▸ EXERCISE PROMPT: Extract, exactly as written, all lines of the material below from the line that includes "Category: yellow helmet strap" through its last line.

Object location annotation data
┌──
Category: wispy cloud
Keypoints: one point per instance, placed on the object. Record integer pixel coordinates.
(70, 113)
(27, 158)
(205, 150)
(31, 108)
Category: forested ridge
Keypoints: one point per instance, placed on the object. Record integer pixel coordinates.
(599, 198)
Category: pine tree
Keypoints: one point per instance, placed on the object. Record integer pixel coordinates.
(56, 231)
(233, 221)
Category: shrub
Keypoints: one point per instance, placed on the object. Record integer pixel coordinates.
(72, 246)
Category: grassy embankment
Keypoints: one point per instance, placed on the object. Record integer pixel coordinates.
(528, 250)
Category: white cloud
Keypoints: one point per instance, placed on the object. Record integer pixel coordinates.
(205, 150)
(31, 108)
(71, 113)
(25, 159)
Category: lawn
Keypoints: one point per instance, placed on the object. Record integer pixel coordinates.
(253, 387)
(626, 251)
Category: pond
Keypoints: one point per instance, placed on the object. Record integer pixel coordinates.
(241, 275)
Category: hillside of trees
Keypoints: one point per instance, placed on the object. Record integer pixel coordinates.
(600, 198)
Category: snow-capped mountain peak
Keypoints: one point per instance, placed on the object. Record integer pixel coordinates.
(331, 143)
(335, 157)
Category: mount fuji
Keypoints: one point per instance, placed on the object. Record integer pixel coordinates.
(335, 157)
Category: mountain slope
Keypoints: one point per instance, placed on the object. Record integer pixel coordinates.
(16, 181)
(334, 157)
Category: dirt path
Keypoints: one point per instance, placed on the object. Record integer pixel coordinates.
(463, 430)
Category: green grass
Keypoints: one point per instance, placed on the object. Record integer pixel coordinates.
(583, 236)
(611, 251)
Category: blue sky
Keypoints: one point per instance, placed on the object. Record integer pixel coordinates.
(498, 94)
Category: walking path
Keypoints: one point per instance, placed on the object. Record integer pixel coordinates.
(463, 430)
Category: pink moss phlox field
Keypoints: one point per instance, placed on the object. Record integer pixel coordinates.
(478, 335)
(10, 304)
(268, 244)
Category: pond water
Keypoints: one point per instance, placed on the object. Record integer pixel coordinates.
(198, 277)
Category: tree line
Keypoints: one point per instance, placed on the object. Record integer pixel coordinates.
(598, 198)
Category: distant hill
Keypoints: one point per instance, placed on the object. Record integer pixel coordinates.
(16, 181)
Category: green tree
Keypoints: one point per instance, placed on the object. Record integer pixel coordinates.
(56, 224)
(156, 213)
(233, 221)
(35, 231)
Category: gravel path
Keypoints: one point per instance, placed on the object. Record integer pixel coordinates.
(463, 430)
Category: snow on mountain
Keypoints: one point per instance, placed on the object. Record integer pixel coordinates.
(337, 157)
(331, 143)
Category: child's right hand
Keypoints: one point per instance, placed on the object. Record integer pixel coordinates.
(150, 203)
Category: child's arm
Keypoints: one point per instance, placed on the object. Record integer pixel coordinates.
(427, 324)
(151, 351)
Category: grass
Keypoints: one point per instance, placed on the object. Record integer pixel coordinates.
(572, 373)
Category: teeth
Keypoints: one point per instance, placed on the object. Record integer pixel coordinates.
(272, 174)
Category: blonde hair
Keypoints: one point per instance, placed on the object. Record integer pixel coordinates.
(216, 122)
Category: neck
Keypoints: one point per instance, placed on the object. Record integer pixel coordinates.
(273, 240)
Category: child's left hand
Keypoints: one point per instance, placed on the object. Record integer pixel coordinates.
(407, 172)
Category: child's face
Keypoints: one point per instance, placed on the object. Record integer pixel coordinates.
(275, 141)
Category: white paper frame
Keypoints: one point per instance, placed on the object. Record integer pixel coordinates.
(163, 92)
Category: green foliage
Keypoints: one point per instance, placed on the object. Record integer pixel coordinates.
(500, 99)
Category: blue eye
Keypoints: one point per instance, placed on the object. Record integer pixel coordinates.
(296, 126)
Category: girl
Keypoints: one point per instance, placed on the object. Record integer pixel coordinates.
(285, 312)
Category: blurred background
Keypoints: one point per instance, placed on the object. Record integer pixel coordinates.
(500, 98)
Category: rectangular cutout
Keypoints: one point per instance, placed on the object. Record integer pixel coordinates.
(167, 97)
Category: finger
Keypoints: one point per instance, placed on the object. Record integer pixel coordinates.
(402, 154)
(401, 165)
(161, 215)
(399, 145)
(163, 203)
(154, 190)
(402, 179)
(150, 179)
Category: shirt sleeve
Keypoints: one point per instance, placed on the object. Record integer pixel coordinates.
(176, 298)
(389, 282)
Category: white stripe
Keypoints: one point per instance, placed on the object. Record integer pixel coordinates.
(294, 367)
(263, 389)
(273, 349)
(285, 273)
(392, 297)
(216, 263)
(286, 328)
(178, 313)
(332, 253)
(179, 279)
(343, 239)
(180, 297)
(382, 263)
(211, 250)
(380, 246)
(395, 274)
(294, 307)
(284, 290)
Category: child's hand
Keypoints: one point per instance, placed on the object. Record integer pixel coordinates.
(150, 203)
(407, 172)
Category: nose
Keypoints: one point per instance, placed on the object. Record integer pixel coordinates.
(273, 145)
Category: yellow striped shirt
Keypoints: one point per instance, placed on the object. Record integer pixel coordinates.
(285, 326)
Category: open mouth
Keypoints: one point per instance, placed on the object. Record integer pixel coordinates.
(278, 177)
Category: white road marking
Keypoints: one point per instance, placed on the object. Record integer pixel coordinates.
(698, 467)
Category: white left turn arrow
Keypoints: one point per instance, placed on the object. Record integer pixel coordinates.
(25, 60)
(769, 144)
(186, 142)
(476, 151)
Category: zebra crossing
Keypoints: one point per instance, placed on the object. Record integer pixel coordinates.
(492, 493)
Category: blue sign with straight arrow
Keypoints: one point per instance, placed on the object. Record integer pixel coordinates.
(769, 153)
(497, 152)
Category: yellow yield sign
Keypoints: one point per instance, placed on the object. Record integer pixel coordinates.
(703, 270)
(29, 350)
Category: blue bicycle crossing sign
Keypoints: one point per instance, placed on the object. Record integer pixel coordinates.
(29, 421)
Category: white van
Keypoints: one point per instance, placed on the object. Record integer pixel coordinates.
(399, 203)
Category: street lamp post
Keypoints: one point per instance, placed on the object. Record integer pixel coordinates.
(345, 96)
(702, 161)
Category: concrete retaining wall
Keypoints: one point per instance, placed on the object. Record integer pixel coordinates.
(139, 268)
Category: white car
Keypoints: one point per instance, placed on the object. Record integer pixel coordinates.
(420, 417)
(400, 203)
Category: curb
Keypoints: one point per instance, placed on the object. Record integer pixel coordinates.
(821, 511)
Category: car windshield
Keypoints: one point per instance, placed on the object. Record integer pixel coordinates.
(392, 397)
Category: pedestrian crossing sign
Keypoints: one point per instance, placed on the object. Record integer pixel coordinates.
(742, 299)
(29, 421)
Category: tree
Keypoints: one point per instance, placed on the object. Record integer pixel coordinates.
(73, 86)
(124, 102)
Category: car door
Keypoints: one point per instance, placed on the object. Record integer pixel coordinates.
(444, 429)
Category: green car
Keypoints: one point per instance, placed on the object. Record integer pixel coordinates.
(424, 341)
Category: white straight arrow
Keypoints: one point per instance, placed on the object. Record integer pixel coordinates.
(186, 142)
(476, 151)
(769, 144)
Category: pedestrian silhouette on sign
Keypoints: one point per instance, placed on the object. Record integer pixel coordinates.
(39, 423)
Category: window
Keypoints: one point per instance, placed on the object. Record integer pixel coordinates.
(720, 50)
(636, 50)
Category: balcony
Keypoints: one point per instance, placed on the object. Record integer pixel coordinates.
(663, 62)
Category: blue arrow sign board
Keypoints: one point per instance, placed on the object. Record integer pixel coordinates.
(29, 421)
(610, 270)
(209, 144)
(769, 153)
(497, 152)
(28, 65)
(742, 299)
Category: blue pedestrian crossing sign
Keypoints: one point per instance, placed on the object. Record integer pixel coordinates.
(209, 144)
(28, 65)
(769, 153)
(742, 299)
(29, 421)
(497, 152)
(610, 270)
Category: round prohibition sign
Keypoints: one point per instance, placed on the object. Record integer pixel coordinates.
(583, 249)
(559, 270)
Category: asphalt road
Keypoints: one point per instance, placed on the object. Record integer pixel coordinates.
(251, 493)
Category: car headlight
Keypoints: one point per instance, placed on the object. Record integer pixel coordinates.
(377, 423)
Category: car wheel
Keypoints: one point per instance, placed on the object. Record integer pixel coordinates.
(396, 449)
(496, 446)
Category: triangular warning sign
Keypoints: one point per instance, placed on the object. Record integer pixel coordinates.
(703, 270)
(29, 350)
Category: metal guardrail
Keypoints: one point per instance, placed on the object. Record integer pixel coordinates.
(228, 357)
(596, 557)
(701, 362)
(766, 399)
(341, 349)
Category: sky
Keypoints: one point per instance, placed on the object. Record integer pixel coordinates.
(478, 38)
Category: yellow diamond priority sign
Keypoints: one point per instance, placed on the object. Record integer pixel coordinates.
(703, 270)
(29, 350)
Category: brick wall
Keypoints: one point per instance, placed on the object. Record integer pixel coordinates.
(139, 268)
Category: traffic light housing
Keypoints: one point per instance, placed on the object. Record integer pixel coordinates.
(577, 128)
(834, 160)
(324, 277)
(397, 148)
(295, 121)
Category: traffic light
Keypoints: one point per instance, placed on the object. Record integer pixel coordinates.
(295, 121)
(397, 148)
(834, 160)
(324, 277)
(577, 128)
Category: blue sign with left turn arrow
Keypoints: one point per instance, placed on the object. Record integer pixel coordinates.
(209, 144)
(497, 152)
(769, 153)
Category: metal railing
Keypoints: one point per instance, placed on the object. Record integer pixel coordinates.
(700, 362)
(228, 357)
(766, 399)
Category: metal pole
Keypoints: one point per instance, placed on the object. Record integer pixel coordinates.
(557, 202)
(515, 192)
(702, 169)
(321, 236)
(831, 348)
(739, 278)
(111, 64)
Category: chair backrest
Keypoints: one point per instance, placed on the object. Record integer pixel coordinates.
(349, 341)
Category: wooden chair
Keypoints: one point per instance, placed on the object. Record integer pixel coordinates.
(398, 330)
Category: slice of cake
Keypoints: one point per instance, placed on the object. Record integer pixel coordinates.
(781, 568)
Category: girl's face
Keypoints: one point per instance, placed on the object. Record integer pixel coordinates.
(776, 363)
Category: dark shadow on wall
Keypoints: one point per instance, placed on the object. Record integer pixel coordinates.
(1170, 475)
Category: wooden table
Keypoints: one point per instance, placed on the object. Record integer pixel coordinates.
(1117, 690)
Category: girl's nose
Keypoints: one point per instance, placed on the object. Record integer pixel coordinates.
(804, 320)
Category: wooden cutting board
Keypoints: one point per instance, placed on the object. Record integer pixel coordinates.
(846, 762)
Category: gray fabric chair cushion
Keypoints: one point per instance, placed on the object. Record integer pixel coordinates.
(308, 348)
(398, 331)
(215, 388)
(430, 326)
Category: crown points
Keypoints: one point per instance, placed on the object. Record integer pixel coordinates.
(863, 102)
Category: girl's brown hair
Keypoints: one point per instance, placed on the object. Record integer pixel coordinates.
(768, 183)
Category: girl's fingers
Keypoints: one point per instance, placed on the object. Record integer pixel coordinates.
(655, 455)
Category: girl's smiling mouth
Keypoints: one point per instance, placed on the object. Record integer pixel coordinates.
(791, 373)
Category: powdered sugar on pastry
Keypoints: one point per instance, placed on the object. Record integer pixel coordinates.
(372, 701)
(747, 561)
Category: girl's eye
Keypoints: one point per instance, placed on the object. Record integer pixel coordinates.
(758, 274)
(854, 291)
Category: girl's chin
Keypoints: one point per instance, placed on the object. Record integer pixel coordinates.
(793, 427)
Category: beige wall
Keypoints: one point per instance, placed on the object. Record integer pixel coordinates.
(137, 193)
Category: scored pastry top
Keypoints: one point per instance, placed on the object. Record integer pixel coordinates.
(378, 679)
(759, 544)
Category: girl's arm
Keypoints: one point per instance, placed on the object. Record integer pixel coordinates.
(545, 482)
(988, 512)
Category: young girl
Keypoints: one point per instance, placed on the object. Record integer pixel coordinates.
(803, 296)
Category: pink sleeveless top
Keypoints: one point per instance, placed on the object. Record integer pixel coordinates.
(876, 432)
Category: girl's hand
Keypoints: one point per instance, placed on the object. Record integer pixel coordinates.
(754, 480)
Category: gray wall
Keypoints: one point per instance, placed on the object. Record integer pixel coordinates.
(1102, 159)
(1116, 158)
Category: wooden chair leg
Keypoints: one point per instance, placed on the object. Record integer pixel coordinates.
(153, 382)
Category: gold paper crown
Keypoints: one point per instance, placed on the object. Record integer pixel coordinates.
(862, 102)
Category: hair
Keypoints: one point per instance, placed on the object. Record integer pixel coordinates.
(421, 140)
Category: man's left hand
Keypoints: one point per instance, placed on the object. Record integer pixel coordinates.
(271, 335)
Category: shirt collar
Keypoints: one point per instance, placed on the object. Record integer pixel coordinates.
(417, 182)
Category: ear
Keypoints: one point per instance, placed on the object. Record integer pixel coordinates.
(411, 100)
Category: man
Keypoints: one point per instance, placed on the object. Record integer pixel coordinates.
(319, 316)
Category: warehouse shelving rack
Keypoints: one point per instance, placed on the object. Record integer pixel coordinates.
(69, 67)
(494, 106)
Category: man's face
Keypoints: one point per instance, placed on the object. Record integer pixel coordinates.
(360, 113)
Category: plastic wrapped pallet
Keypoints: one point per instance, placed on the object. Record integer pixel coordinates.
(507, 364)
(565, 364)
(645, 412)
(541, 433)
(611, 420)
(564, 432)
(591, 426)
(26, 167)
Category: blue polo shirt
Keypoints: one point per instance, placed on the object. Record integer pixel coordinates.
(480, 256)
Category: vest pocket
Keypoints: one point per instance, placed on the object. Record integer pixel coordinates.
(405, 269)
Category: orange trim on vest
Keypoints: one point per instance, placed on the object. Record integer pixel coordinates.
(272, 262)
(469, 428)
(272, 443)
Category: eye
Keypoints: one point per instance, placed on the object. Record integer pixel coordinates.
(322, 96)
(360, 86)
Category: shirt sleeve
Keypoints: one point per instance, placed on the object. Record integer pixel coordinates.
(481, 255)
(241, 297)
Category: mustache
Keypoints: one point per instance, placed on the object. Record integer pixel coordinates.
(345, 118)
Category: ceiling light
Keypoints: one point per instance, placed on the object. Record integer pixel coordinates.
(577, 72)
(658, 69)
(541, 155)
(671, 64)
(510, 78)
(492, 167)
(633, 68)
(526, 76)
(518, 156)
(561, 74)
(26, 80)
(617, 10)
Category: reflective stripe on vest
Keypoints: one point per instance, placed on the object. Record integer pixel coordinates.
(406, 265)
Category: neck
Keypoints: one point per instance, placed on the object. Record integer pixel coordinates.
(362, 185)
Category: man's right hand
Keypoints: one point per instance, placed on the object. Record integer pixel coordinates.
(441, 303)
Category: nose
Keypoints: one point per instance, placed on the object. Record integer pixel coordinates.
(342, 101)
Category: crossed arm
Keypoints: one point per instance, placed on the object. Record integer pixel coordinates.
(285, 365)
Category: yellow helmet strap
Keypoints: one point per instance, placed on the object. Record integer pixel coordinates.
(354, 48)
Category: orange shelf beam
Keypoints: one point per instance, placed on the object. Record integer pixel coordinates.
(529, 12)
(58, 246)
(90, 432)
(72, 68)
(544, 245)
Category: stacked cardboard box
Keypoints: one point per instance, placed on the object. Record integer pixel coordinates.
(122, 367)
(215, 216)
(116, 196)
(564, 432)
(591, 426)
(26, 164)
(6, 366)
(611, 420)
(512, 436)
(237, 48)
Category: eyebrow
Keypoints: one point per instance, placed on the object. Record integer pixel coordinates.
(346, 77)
└──
▸ REPLY TO THE EXERCISE:
Category: yellow helmet strap
Keypoints: one point per instance, placed on the object. Record integer pixel coordinates.
(354, 48)
Category: orange shelf beam
Keypoints: one point per instance, placed on the object. Record integer pixel coordinates.
(529, 12)
(58, 246)
(90, 432)
(72, 68)
(544, 245)
Category: stacked cardboard box
Keypoints: one point per instance, placed on the object. Record integer pixel coordinates.
(122, 367)
(215, 216)
(116, 196)
(564, 432)
(591, 426)
(26, 164)
(6, 366)
(611, 420)
(512, 436)
(237, 48)
Category: eyebrow
Keypoints: one point per instance, placed on the object. Record integer pixel coordinates.
(346, 77)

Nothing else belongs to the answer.